REQUIRED WORK:
Your answer must be every record below, written out exactly as it appears.

[Opening GIVEN RECORDS section]

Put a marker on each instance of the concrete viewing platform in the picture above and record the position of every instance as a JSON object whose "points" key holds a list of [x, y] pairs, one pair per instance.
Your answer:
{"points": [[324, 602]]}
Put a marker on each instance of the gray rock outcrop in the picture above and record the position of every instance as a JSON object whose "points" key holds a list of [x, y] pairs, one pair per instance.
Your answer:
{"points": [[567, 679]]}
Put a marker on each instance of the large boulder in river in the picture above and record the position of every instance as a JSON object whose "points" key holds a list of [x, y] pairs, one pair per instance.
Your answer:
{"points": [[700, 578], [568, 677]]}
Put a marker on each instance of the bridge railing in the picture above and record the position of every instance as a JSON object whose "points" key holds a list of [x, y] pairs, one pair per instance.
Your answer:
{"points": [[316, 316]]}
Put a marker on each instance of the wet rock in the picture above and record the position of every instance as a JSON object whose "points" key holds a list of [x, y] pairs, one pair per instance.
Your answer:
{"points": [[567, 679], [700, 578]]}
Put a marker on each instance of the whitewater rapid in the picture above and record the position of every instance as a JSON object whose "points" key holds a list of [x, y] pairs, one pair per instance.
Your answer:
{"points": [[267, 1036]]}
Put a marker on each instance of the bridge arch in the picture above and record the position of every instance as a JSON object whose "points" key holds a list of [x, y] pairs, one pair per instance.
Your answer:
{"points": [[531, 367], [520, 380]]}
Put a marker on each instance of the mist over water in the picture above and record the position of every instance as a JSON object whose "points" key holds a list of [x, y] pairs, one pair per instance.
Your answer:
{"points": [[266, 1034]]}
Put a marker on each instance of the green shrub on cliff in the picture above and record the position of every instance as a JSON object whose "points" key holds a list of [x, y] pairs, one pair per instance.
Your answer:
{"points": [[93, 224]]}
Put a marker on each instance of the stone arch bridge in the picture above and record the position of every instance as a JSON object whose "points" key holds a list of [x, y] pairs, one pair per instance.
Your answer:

[Closing GIVEN RECORDS section]

ANSWER FOR THE TASK:
Put a marker on each instance of the concrete viewing platform in the picture above and record the position of every instance as a JSON object whose "points" key holds a list of [x, y] pairs, one pair per instance.
Your answer:
{"points": [[324, 602]]}
Put a marker on each instance of the gray rock outcrop in the picture above and record the position of every instance as a JSON object whose "points" key holds a list of [x, y] pairs, one pair per instance.
Your answer:
{"points": [[567, 679]]}
Put a marker on each instance of the large boulder in river in the picture above and record the position of every instance as a JSON object whose "points" key holds a list of [x, y] pairs, one pair per instance.
Your answer:
{"points": [[700, 578], [568, 677]]}
Put a marker on each instance of the bridge railing in the picture above and record the position of every instance as a JSON object whose "points" key holds a list of [x, y] pairs, one pair per instance.
Your answer:
{"points": [[316, 316]]}
Put a marker on each instance of the wet rock in the picture above and record the position of every instance as a JSON object whose "points" key holds a list of [x, y] pairs, one pair per instance.
Your answer:
{"points": [[567, 679], [700, 578]]}
Put a marker on each instance of the whitewater rapid in the picture above and record the position of every instance as a JSON object whose "points" key holds a list of [x, y] pairs, one pair per instance.
Your answer:
{"points": [[267, 1036]]}
Put a marker on each instance of the bridge arch in the picture above and record the position of every instance as a JSON object whose "points" key holds a list of [x, y] pairs, one pair per instance.
Your answer:
{"points": [[531, 367], [520, 380]]}
Put a marker on each instance of the mist over water in the picture above and record the position of every instance as a JSON object whose "points" key holds a list of [x, y] pairs, one pair per instance.
Your answer:
{"points": [[266, 1034]]}
Put a marker on each instance of the green shrub on cliff in the picture above and record the position of every instance as a JSON object whose "points" key holds a list of [x, y] pairs, one pair per instance.
Your answer:
{"points": [[93, 224]]}
Put a marker on each instance of the stone arch bridge in the picture above and record the position of every instance as a JSON object whose "points" key holds a list of [x, y] pairs, one pair per instance.
Your answer:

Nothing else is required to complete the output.